[begin DATASET ROWS]
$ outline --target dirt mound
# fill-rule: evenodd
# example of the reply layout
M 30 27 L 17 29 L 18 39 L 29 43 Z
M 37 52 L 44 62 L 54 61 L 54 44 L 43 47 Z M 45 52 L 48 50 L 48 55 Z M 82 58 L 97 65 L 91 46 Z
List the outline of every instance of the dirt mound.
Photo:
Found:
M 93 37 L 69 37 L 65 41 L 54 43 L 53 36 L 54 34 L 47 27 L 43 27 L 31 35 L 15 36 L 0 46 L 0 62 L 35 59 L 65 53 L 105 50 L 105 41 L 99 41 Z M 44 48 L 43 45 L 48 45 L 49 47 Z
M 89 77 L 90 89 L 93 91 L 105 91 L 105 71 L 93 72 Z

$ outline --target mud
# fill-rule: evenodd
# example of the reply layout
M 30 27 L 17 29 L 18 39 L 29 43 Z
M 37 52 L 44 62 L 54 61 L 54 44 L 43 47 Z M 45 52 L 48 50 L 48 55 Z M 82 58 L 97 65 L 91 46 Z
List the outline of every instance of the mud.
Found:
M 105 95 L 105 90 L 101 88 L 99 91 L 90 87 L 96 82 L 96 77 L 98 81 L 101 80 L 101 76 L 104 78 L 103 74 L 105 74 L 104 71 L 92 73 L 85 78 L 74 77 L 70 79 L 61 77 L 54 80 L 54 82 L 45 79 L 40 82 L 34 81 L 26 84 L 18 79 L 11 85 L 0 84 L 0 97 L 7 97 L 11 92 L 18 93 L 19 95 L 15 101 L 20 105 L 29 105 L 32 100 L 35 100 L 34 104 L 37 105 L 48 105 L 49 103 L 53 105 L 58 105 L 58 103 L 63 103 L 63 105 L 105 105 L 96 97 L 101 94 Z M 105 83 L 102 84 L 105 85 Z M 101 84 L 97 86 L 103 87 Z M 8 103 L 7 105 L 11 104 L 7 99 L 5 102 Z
[end DATASET ROWS]
**WHAT NEEDS TO BE DONE**
Please change every "evenodd" in the data above to "nonzero" and leave everything else unchanged.

**RESPONSE TO THE EXERCISE**
$ outline --target dirt mound
# fill-rule: nonzero
# example of the reply layout
M 30 27 L 17 29 L 18 39 L 29 43 Z
M 37 52 L 44 62 L 54 61 L 54 44 L 43 47 Z M 45 52 L 48 50 L 48 55 Z M 82 58 L 97 65 L 91 46 Z
List the outline of every instance of the dirt mound.
Photo:
Found:
M 93 37 L 69 37 L 65 41 L 54 43 L 53 36 L 54 34 L 47 27 L 43 27 L 31 35 L 15 36 L 0 46 L 0 62 L 35 59 L 65 53 L 105 50 L 105 41 L 99 41 Z M 44 48 L 43 45 L 48 45 L 49 47 Z
M 89 77 L 90 89 L 93 91 L 105 91 L 105 71 L 93 72 Z

$ outline --target mud
# fill-rule: nonzero
# example of the reply layout
M 30 27 L 17 29 L 18 39 L 29 43 Z
M 37 52 L 44 62 L 54 61 L 54 44 L 43 47 Z M 45 52 L 48 50 L 48 55 Z M 82 58 L 97 65 L 91 46 Z
List the outline of every instance of the mud.
Found:
M 105 95 L 105 90 L 101 88 L 99 91 L 90 87 L 96 82 L 96 77 L 98 81 L 101 80 L 101 76 L 104 78 L 103 74 L 105 74 L 104 71 L 92 73 L 85 78 L 74 77 L 70 79 L 61 77 L 54 80 L 54 82 L 45 79 L 40 82 L 34 81 L 26 84 L 18 79 L 11 85 L 0 84 L 0 97 L 7 97 L 11 92 L 18 93 L 19 95 L 15 101 L 20 105 L 29 105 L 32 100 L 35 100 L 34 104 L 37 105 L 48 105 L 49 103 L 53 105 L 58 105 L 58 103 L 63 103 L 63 105 L 105 105 L 96 97 L 101 94 Z M 105 83 L 102 84 L 105 85 Z M 101 84 L 97 86 L 103 87 Z M 8 103 L 7 105 L 11 104 L 7 99 L 5 102 Z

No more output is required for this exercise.